Stored records —
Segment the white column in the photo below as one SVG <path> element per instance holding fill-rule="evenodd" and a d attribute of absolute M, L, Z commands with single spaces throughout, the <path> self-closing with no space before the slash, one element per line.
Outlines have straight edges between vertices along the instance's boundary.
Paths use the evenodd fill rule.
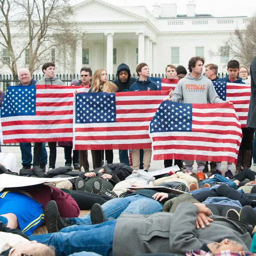
<path fill-rule="evenodd" d="M 149 38 L 148 36 L 146 36 L 145 38 L 145 62 L 148 65 L 149 64 Z"/>
<path fill-rule="evenodd" d="M 138 63 L 140 64 L 141 62 L 144 62 L 145 61 L 145 34 L 143 33 L 136 33 L 136 35 L 139 35 Z"/>
<path fill-rule="evenodd" d="M 148 64 L 149 67 L 149 71 L 150 71 L 150 74 L 152 73 L 153 71 L 153 67 L 152 67 L 152 38 L 149 38 L 149 51 L 148 52 Z"/>
<path fill-rule="evenodd" d="M 107 36 L 107 72 L 111 76 L 113 73 L 113 36 L 114 33 L 105 33 Z"/>
<path fill-rule="evenodd" d="M 83 64 L 82 62 L 82 43 L 79 40 L 76 44 L 76 75 L 80 75 L 80 71 Z"/>
<path fill-rule="evenodd" d="M 152 71 L 154 75 L 157 73 L 157 44 L 153 42 L 152 46 Z"/>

Prompt — Render every line of the material above as a JSON list of strings, one string per line, without blank lines. Omit the pictures from the list.

Worked answer —
[
  "Segment the white column in the photo below as one SVG <path> element per instance holding fill-rule=\"evenodd\" and a d attribute of absolute M, L, Z commands with single spaces throughout, the <path> self-closing with no space before the slash, one element per line.",
  "Outlines have straight edges between vertices along the instance's boundary.",
  "Paths use the evenodd fill rule.",
  "<path fill-rule=\"evenodd\" d=\"M 149 38 L 148 36 L 146 36 L 145 38 L 145 62 L 148 65 L 149 64 Z\"/>",
  "<path fill-rule=\"evenodd\" d=\"M 138 63 L 140 64 L 141 62 L 144 62 L 145 61 L 145 34 L 143 33 L 136 33 L 136 35 L 139 35 Z\"/>",
  "<path fill-rule=\"evenodd\" d=\"M 148 64 L 149 67 L 149 71 L 150 71 L 150 74 L 152 73 L 153 71 L 153 67 L 152 67 L 152 38 L 149 38 L 149 51 L 148 52 Z\"/>",
  "<path fill-rule=\"evenodd\" d=\"M 107 36 L 107 72 L 111 76 L 113 73 L 113 36 L 114 33 L 105 33 Z\"/>",
  "<path fill-rule=\"evenodd\" d=\"M 83 64 L 82 62 L 82 43 L 79 40 L 76 44 L 76 75 L 80 75 L 80 71 Z\"/>",
  "<path fill-rule=\"evenodd\" d=\"M 152 71 L 154 75 L 157 73 L 157 44 L 153 42 L 152 46 Z\"/>"
]